Solusi Palsu
Perubahan Iklim
Siti Maimunah ; Koordinator Nasional Forum Masyarakat Sipil
untuk
Keadilan Iklim (CSF-CJ)
|
KOMPAS,
06 Desember 2012
Alam tak bisa
berbohong sepertinya menjadi ungkapan paling pas untuk menggambarkan berbagai
bencana yang terjadi menjelang atau sesudah KTT Perubahan Iklim serta sebelum
berlangsungnya COP-18 di Doha, 26 November-7 Desember 2012.
Namun, hal ini tak
membuat para pencemar utama, yaitu negara-negara industri, berhenti
mempermainkan nasib penghuni Bumi dengan menunda mandat penurunan emisi gas
rumah kaca (GRK). Lebih dari 2,4 juta orang menjadi korban, 60 orang di
antaranya meninggal karena banjir di Manila. Sementara 33 orang meninggal dan
8 juta lainnya jadi korban badai Sandy di Amerika Serikat.
Belum lagi banjir
di 85 persen wilayah Thailand, yang berakibat lebih dari 800 orang meninggal.
Bencana yang melumpuhkan dalam setahun terakhir merupakan cara alam
menyampaikan pesan, suhu Bumi kian panas dan iklim berubah.
Bagai
Angin Lalu
Namun, pesan itu
dianggap hanya angin lalu. Pada COP-17 di Durban 2011, para pemimpin dunia
justru mengakhiri Protokol Kyoto jilid pertama (2008-2012) serta menunda
selama 5-8 tahun lagi sesuai dengan keputusan COP-18 kapan Protokol Kyoto
jilid dua berlaku. Presiden COP-17 Maite Nkoana-Mashabane menyebutkan,
konferensi ini menjaga agar Protokol Kyoto tetap hidup (Kompas, 12/11).
Protokol memang
masih hidup, tetapi bagai mayat hidup. Ada, tetapi tak punya kekuatan, berada
dalam kontrol negara-negara pencemar yang berkeras tak mau mengubah gaya
hidupnya yang boros energi fosil. Khususnya Amerika Serikat yang menolak
menandatangani Protokol Kyoto, tetapi paling memengaruhi hasil-hasil KTT
Bumi.

• Data yang Disediakan
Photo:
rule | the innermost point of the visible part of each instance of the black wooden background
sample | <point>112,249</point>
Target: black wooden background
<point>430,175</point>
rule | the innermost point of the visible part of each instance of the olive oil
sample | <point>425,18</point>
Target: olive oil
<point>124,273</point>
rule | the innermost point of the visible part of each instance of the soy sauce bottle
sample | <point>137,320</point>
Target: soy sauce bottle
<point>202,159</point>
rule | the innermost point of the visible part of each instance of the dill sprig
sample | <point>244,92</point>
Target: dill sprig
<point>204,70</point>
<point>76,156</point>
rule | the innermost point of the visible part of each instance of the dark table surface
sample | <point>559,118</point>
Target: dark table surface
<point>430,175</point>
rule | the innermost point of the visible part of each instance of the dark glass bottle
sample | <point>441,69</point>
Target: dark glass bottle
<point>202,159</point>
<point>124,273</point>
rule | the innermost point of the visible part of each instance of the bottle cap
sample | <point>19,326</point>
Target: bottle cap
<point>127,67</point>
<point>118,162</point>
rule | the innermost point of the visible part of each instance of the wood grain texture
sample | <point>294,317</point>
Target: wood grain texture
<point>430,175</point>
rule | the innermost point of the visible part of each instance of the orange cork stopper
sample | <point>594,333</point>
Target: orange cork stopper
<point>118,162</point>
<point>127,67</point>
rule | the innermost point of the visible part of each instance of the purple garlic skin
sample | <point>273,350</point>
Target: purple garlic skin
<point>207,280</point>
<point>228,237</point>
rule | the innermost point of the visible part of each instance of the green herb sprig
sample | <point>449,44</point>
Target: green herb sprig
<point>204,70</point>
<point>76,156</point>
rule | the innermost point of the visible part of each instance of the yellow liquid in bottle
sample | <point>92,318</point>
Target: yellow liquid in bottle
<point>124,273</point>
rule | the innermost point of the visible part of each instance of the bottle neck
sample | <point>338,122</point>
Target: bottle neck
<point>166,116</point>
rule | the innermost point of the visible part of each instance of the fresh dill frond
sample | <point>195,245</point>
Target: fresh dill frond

• Kumpulan Tugas
(A) Jawablah pertanyaan berikut berdasarkan artikel tentang perubahan iklim.
(i) Berapa orang meninggal karena banjir di Manila?
(ii) Berapa persen wilayah Thailand dilanda banjir?
(iii) Di kota mana COP-17 diselenggarakan pada 2011?
(B) Gantilah "Protokol Kyoto" dengan "Kyoto Protocol" pada bagian artikel tentang perubahan iklim mulai dari "Belum lagi banjir" sampai dengan "hidup (Kompas, 12/11).", lalu tuliskan bagian itu.
(C) Ringkaslah paragraf dalam artikel tentang perubahan iklim yang diawali "Protokol memang masih hidup" tanpa menghilangkan fakta utamanya.

• Hasil yang Diharapkan
(A)
(i) 60 orang.
(ii) 85 persen.
(iii) Durban.

(B)
Belum lagi banjir
di 85 persen wilayah Thailand, yang berakibat lebih dari 800 orang meninggal.
Bencana yang melumpuhkan dalam setahun terakhir merupakan cara alam
menyampaikan pesan, suhu Bumi kian panas dan iklim berubah.
Bagai
Angin Lalu
Namun, pesan itu
dianggap hanya angin lalu. Pada COP-17 di Durban 2011, para pemimpin dunia
justru mengakhiri Kyoto Protocol jilid pertama (2008-2012) serta menunda
selama 5-8 tahun lagi sesuai dengan keputusan COP-18 kapan Kyoto Protocol
jilid dua berlaku. Presiden COP-17 Maite Nkoana-Mashabane menyebutkan,
konferensi ini menjaga agar Kyoto Protocol tetap hidup (Kompas, 12/11).

(C) Protokol itu masih ada, tetapi seperti mayat hidup. Protokol itu tak berdaya dan dikuasai negara-negara pencemar yang enggan meninggalkan gaya hidup boros energi fosil. Yang paling menonjol adalah Amerika Serikat, yang menolak menandatangani Protokol Kyoto, tetapi paling memengaruhi hasil KTT Bumi.